● **Requirement**
How many lines in the entries below contain the string "shaped", with case counting? Reply with the number only.

###

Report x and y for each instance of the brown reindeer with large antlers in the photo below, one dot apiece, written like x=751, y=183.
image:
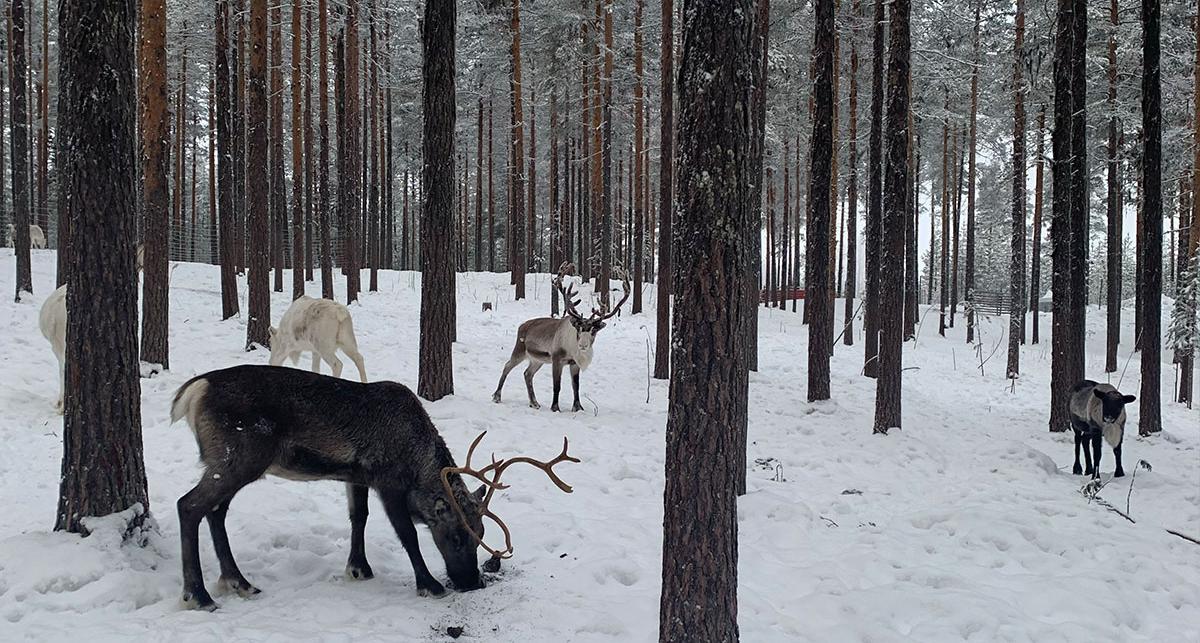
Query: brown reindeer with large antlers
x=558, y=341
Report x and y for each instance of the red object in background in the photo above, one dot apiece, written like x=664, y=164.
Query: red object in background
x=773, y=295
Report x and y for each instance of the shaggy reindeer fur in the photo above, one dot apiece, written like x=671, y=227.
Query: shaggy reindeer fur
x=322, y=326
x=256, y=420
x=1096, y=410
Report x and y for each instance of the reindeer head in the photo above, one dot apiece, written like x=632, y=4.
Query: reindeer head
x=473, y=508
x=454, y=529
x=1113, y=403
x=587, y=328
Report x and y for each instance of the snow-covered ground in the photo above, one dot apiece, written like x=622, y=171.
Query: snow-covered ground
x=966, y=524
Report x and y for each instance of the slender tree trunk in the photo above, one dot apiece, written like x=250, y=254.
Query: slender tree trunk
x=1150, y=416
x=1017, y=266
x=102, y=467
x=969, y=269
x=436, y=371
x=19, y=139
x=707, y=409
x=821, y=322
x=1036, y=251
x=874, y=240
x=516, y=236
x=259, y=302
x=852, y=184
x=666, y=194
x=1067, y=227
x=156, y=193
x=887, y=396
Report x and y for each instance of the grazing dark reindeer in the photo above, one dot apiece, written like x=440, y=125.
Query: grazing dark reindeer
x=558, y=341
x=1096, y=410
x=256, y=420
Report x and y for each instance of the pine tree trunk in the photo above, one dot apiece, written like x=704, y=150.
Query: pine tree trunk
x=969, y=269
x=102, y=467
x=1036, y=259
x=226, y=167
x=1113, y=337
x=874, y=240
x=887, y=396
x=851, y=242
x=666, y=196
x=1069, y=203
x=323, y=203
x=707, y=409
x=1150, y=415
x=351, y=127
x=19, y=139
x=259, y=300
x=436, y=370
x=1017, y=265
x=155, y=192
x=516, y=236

###

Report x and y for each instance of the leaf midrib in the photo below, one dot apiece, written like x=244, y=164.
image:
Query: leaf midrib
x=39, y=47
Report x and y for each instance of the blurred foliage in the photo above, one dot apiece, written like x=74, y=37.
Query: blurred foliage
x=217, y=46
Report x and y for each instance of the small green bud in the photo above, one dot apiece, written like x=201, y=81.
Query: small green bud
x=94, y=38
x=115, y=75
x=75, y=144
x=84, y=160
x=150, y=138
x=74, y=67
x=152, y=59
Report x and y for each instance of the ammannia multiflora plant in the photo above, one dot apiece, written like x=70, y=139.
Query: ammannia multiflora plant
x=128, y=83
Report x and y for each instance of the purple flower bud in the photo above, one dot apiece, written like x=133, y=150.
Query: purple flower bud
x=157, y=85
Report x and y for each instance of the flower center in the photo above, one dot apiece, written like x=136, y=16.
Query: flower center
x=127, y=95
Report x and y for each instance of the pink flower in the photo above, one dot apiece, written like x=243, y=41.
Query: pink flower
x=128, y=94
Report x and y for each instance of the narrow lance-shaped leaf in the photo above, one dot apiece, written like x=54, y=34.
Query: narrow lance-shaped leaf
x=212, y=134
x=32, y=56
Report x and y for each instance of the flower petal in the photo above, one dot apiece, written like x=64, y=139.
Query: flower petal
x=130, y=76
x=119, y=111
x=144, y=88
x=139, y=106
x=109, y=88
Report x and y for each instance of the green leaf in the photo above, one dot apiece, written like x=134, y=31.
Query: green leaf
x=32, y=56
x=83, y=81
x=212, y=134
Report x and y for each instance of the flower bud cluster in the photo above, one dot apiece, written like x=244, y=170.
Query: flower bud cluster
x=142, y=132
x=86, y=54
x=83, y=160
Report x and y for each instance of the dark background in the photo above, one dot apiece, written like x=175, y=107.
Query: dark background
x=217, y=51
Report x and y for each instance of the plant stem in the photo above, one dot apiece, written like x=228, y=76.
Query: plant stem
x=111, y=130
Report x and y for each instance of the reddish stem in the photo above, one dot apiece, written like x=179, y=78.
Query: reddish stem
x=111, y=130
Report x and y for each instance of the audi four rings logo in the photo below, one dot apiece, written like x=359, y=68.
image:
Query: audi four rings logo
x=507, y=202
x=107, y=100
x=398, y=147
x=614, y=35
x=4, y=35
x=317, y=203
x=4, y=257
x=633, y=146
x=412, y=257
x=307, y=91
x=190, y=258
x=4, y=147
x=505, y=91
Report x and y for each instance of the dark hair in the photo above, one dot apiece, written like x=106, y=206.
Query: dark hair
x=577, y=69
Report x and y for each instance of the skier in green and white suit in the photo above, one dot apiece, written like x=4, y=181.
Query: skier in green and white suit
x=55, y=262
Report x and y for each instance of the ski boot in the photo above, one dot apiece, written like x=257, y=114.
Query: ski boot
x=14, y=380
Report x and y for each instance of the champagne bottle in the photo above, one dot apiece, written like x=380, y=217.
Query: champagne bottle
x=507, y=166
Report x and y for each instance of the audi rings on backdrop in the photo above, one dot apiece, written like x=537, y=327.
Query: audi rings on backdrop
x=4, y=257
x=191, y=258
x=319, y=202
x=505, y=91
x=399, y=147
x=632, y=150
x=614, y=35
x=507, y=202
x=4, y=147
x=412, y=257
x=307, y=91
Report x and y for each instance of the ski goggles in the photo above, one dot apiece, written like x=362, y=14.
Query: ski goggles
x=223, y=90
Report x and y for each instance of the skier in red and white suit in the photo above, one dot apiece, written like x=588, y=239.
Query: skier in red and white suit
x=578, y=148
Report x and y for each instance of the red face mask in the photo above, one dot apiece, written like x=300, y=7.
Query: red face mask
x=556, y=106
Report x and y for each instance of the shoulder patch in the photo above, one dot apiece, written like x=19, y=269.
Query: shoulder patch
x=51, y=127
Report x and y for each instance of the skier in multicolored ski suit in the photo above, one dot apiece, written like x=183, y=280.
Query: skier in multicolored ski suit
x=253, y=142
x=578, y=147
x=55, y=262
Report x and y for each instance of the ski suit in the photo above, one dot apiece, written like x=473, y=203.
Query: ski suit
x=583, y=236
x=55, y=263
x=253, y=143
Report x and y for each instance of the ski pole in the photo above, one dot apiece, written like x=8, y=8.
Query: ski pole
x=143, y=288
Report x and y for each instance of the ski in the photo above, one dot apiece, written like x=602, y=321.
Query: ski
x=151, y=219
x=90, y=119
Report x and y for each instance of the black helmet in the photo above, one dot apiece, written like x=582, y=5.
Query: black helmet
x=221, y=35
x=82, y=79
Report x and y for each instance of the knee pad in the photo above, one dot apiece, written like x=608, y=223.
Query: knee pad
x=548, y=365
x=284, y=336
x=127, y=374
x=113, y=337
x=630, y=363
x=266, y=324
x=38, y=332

###

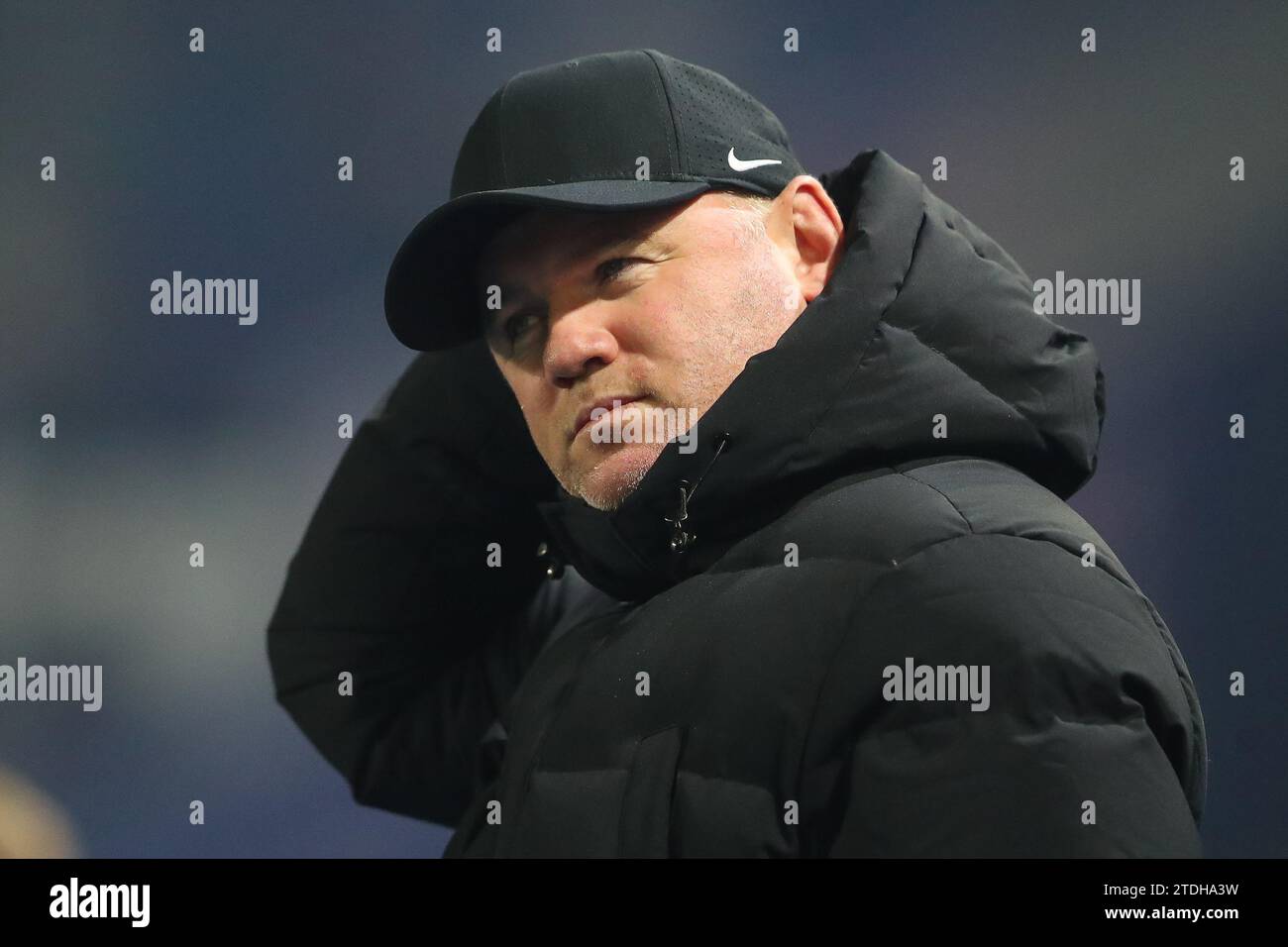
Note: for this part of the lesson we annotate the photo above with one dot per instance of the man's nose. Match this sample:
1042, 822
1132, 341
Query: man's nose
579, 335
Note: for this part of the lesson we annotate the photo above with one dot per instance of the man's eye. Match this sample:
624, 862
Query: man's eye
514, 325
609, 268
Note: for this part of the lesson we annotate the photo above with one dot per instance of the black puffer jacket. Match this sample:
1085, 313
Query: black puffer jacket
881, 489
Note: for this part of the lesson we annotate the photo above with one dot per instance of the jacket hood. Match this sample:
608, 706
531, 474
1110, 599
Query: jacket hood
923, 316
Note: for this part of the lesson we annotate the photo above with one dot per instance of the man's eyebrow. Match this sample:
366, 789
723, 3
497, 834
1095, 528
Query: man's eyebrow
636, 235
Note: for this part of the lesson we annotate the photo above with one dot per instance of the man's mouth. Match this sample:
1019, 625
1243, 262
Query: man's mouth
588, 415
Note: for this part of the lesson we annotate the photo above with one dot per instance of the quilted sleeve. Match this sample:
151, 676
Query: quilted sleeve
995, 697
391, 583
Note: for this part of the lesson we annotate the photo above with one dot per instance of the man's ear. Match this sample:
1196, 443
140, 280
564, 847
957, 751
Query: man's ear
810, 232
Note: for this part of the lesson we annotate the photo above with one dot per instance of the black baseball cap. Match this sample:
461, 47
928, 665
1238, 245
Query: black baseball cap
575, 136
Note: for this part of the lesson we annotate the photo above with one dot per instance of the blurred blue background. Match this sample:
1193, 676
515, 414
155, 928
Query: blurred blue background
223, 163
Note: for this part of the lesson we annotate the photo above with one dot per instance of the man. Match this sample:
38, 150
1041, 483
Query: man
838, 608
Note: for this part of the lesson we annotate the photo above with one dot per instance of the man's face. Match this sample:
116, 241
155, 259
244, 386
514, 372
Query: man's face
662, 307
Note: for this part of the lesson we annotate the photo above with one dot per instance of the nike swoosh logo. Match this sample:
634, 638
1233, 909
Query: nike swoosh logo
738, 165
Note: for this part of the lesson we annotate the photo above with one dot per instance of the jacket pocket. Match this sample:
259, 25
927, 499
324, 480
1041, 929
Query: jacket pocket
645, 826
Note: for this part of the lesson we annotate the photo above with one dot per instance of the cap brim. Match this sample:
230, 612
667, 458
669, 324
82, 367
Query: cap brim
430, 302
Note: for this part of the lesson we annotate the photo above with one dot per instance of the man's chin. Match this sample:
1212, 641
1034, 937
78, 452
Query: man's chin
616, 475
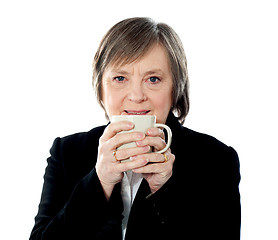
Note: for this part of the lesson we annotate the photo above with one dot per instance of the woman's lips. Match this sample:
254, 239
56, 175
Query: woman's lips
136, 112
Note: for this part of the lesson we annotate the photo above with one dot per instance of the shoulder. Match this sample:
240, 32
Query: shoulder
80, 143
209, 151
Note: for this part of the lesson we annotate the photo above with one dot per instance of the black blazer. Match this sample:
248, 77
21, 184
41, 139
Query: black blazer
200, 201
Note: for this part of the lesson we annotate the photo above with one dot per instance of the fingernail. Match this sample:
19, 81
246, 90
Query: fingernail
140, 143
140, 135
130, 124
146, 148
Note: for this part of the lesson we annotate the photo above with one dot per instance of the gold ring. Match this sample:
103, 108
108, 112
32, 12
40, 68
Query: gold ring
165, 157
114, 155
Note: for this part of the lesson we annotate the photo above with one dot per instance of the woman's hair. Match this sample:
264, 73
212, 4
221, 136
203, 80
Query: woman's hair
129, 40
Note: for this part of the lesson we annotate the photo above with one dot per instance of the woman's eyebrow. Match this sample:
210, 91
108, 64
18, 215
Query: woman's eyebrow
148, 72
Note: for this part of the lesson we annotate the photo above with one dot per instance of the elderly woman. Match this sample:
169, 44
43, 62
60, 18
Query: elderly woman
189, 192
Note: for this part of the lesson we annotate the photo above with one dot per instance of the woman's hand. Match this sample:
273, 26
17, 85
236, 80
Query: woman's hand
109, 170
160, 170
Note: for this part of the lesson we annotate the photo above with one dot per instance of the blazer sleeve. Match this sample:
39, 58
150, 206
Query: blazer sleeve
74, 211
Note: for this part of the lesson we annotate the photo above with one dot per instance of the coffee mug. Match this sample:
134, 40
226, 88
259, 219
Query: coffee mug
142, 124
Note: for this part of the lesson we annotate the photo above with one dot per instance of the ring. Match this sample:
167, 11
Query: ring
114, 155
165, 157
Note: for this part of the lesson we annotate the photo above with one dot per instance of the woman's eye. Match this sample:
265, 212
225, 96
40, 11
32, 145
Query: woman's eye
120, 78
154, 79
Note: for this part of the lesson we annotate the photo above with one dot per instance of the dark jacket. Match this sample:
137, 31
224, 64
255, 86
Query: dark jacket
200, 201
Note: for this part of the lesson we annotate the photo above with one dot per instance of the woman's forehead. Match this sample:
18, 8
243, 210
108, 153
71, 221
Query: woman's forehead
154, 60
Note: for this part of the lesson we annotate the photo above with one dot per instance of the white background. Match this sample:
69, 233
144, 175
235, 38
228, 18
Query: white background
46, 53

###

● **The output**
2